_ABOUT THIS EXERCISE_
Write all of the entries again. Keep them exactly as they are.

Extracted records
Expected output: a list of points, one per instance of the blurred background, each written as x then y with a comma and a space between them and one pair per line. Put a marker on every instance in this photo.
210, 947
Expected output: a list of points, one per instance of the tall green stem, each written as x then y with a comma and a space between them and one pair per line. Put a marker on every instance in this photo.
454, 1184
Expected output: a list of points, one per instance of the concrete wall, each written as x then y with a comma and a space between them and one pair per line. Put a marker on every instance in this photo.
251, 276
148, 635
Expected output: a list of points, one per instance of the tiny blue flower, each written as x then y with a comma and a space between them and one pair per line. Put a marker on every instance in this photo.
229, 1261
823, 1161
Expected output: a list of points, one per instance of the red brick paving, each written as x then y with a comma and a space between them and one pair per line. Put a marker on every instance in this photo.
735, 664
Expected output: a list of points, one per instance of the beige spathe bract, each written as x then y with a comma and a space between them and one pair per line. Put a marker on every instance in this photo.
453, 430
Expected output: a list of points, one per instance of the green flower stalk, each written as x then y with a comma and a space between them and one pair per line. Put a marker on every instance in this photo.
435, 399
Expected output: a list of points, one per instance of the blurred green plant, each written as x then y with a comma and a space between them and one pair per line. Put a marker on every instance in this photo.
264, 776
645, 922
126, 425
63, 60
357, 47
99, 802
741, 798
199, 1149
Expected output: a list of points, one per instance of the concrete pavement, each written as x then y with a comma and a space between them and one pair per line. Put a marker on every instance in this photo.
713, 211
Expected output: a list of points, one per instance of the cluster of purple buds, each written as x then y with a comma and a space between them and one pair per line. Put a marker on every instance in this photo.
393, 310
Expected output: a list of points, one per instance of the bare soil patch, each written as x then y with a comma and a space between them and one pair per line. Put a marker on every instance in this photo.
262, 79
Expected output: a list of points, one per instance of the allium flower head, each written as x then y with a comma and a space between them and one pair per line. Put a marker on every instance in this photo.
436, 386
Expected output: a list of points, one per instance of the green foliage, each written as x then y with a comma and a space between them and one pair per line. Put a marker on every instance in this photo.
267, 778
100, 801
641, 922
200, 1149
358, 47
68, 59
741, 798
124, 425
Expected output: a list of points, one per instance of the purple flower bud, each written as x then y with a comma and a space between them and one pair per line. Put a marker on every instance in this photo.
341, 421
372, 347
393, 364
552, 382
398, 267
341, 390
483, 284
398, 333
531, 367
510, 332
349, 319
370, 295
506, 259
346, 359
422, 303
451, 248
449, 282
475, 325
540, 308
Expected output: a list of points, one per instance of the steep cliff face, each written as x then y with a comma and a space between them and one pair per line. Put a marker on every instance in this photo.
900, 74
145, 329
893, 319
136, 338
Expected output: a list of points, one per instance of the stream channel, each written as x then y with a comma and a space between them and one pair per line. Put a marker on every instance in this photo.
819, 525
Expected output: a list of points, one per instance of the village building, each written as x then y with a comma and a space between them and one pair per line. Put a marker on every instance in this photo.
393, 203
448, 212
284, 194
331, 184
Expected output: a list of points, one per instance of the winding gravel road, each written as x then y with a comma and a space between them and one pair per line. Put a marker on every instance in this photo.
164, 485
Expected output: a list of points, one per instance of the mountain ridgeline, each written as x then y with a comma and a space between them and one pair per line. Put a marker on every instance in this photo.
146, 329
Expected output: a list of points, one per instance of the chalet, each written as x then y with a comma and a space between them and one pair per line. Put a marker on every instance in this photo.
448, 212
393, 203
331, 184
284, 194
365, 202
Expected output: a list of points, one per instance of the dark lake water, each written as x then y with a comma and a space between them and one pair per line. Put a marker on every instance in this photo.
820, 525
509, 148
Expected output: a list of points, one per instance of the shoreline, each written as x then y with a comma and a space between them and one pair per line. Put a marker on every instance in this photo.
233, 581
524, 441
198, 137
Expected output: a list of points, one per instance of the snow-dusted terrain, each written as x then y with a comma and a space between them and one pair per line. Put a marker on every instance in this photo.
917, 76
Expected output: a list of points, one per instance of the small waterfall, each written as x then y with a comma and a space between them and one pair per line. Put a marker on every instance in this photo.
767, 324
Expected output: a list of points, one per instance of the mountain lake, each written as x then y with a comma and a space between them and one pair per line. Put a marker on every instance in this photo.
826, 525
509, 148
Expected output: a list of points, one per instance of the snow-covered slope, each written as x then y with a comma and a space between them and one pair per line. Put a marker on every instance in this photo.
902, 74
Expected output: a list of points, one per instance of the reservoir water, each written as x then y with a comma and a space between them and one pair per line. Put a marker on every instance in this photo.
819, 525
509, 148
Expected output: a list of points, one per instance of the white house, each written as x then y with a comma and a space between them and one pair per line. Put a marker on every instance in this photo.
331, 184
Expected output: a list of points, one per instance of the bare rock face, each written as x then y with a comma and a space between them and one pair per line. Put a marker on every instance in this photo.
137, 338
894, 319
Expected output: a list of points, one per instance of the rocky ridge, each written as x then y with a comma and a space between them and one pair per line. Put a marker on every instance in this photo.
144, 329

_OUTPUT FOR THIS TASK_
Expected output: a list of points, one per instance of the blurred background, each written as x then y with a comma and a space between them and one pair per line. Put a marker on every instance in this photo.
210, 947
Expected output: a list of points, one per instance of the tall green stem, each written as x then y with a comma and a space between them and one pair per line. Put a marker on every instance in this photo.
454, 1184
Expected output: a list of points, one per instance of the concrete wall, each written as x then y with a comma and a space between them and one pair per line. Put a marker on every instance in this photo.
251, 276
148, 635
Expected output: a list of points, one per instance of the tiny blue flower, each written as x then y with a comma and a space between them and one pair per line. Put a marker on every instance in this photo.
229, 1261
823, 1161
Expected output: a list of points, one per instance of the red brick paving, each written as x then y with a comma and a space between them and one pair per line. Put a marker on every instance in this photo.
735, 664
Expected output: a list of points, one per instance of the beige spathe bract, each written as x then y with a comma and a space between them and one pair per line. Put a marker on every instance in this photo.
453, 430
Expected output: a list of points, one per instance of the green flower stalk, each written as x then y with a comma and a space between them and one pair per line. Put a marker on every instance in this photo.
435, 399
Expected output: a list of points, one per instance of the blurred green plant, each written as x then y with a comma and a space between them and one pair per line. Put a marker on every instance in this photo.
264, 776
645, 922
126, 425
63, 60
357, 47
99, 802
741, 798
199, 1149
Expected output: a list of points, one per instance of the concrete pavement, each written as x then y with a comma and a space between them and one pair per line. Put a marker on every instance in this photo.
713, 211
Expected output: a list of points, one per instance of the cluster of purple buds, each written as x then y with a comma and a space between them and one pair per line. Put a marker on every instance in this photo.
393, 310
Expected output: a list of points, one per instance of the bare soil patch, each written as x then y with a comma and a space between them and one pair per line. Put a marker on every instance in this photo.
262, 79
Expected output: a list of points, one per instance of the allium flower head, each written as x then y with a comma and a space between them and one pair per line. Put a marker on every instance in this photo.
436, 386
Expected output: a list of points, one per instance of the green foliage, each written as x then y with a comma and a space between them and one pair per line. Put a marker on every instance in this photo.
267, 778
100, 801
641, 922
200, 1149
358, 47
68, 59
741, 798
124, 425
Expected output: a list of points, one per instance of the purple flower bud, each written as x then y with a comma and a space between them and one pair per line. Put a marker on every instance in this photo.
341, 421
372, 347
393, 364
552, 382
398, 267
341, 390
483, 284
398, 333
531, 367
510, 332
349, 319
370, 295
506, 259
346, 359
422, 303
451, 248
449, 282
475, 325
540, 308
Expected output: a list of points, one per instance of the steep cliff face, each written as x then y with a comma and a space between them and one pair per line. Put a marker on every instance in this photo.
900, 74
145, 329
893, 319
136, 338
Expected output: a list of points, one per instance of the stream channel, each written as x then y with a comma and a space between them and one pair per line. Put a marker on every instance in this photo.
819, 525
Expected output: a list of points, one per instance of the village building, each written as x then y with a comma and a space between them and one pair per line. Put a marker on every instance in this photo.
393, 203
448, 212
284, 194
331, 184
Expected output: a list of points, one per instance of the winding gravel road, each written as x then y with a comma and a space between them and one pair per line. Put a marker on every instance in this photo.
164, 485
Expected output: a list of points, one per instance of the mountain ridgeline, each written as x then y with a comma and a space between them and one pair per line. Put a marker on every instance in this photo.
146, 329
Expected output: a list of points, one per instance of the chalet, each written as x then y with a comma and a space between them and one pair per line. Put a marker on every instance in this photo.
448, 212
393, 203
331, 184
284, 194
365, 202
Expected output: a list of points, one per instance of the dark lake water, each written as x then y with a comma and a space between them and one pair per line. Put a marker on every instance in this photo.
820, 525
509, 148
Expected output: a list of points, one per instance of the shoreline, each written as x then y with a comma and a space between them and one pair per line. Put a marker on every instance in this photo.
233, 581
524, 441
198, 137
Expected output: a list of points, one per instance of the snow-dusted terrain, each written as x then y with a comma and a space between them and one pair per line. Put a marker on every instance in this photo.
917, 76
Expected output: a list of points, one per instance of the small waterfall, each written as x then y with a comma and a space between them and one pair per line. Put a marker on every instance in this photo.
767, 324
Expected output: a list of points, one per instance of the mountain lake, each written as x then y with a comma and a space between them and one pair per line. Put a marker on every instance in this photo.
826, 525
509, 148
Expected output: a list of points, one per instance of the snow-covered slope, each written as x then y with a comma and a space between them and one pair per line. Put a marker on every instance in this photo.
902, 74
Expected output: a list of points, one per instance of the reservoir water, each written as x then y with a comma and a space between them and one pair per line. Put a marker on every instance in this photo.
819, 525
509, 148
Expected output: a list of points, one per instance of the white house, each written as x then y with a comma and a space between them and one pair per line. Put a marker on every instance in this photo.
331, 184
Expected output: a list of points, one per instance of the bare rock face, each written as x then y with a comma and a space between them and one pair per line. Put a marker on every instance in this photo.
137, 338
894, 319
Expected output: a list of points, one per instance of the rocky ridge, each written as x then y with a comma and a space between them and one pair per line. Put a marker on every instance in this photo.
144, 329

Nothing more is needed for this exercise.